Referring expression pointing data
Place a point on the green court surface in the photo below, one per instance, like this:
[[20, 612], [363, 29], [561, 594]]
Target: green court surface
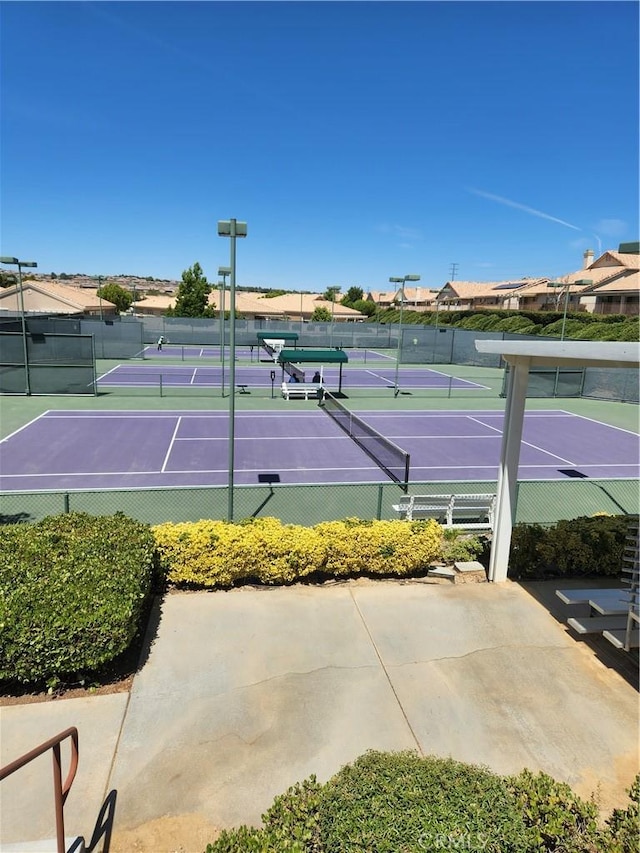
[[538, 501]]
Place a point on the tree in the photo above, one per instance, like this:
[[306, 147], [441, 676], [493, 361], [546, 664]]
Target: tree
[[331, 293], [321, 315], [193, 294], [117, 295], [354, 294], [364, 306]]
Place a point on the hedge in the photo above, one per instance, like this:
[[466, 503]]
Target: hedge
[[404, 803], [571, 548], [73, 590], [221, 554]]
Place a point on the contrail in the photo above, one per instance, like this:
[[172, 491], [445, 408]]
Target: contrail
[[524, 207]]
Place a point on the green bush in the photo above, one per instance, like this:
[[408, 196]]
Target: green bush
[[556, 818], [73, 589], [404, 803], [571, 548]]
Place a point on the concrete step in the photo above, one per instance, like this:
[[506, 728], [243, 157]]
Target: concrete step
[[45, 845]]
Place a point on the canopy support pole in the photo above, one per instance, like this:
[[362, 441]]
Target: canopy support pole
[[508, 471]]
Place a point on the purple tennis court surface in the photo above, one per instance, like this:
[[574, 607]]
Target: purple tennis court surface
[[128, 449], [178, 376], [245, 351]]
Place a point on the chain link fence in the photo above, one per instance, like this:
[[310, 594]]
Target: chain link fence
[[538, 501], [44, 363]]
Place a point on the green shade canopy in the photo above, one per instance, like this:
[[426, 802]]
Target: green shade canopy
[[313, 356], [278, 336]]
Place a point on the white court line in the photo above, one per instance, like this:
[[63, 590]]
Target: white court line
[[160, 413], [488, 426], [32, 421], [173, 438], [127, 474], [600, 423], [439, 435], [340, 437], [108, 372]]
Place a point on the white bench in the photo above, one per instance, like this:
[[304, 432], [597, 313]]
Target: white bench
[[301, 390], [606, 601], [464, 512]]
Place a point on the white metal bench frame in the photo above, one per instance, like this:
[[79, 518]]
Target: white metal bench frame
[[304, 390], [452, 511]]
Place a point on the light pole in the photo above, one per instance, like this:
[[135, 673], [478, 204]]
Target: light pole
[[224, 272], [401, 281], [100, 296], [566, 303], [20, 264], [334, 292], [232, 229]]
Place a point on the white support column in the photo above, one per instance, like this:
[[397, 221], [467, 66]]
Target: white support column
[[508, 472]]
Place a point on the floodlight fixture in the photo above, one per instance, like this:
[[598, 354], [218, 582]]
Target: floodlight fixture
[[15, 261], [231, 228], [401, 282]]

ASSIGNMENT: Only the text of the records belongs in your answer, repeated exactly; the pictures stay out.

SOLVED EXERCISE:
Place a point on the green court surface in the photo below, one per instance, like this:
[[20, 612], [363, 29], [561, 594]]
Target: green court surface
[[538, 501]]
Place a point on the tree in the photo above, one per instance, like this:
[[306, 147], [441, 676], [493, 361], [546, 664]]
Target: tree
[[331, 293], [321, 315], [193, 294], [117, 295], [354, 294], [364, 306]]
Place a point on the hedge in the photo above, one per instance, like this:
[[466, 503]]
Target: hedge
[[404, 803], [571, 548], [73, 590], [221, 554]]
Place a point on the contrail in the photo above, one per instance, like this:
[[172, 491], [445, 408]]
Target: contrail
[[524, 207]]
Place a point on the green bush in the photo above, one per instance, like this:
[[408, 196]]
Target: green bush
[[556, 818], [73, 589], [404, 803], [571, 548]]
Place a point on the concrete step in the photo above, one per instance, like this:
[[506, 728], [243, 157]]
Target: concrete step
[[45, 845]]
Place a point on the canopy support pole in the photo above, one per instance, like this:
[[362, 441]]
Target: canopy support pole
[[508, 471]]
Place a point on the purple tennis court surface in the photo above, one per instance, like this:
[[574, 607]]
Target: purple tennis court surface
[[128, 449], [178, 376], [245, 351]]
Place a point on the chain link fence in the photo above, one per instance, like this:
[[310, 594]]
Target: chain link fence
[[538, 501], [44, 363]]
Place a point on the green shade canopy in the photo above, one per instance, like this:
[[426, 802]]
Target: green shade canopy
[[313, 356], [278, 336]]
Place a point on the white court line in the photo above, one per instance, like this:
[[63, 590]]
Target: white court line
[[160, 413], [488, 426], [32, 421], [173, 438], [127, 474], [600, 423], [439, 435], [340, 437], [108, 372]]
Place a point on the white bench in the photo above, one per instance, like this:
[[304, 432], [597, 313]]
Target: white bench
[[301, 390], [606, 601], [464, 512]]
Place a point on the white metal bench frame in the photo above, one per instance, like this:
[[79, 518]]
Target: white metal bench frame
[[304, 390], [452, 511]]
Place a point on the light pole in the photo above, one per instance, like this:
[[135, 673], [478, 204]]
Target: light pole
[[224, 272], [401, 281], [100, 296], [566, 303], [20, 264], [334, 292], [232, 229]]
Place a point on the white support column in the photo above, one per instance, like this:
[[397, 221], [467, 66]]
Target: white support column
[[508, 472]]
Place a point on the floodlight fixture in the photo above, one per instance, like this:
[[598, 354], [218, 582]]
Target: floodlight fixture
[[15, 261], [231, 228], [401, 282]]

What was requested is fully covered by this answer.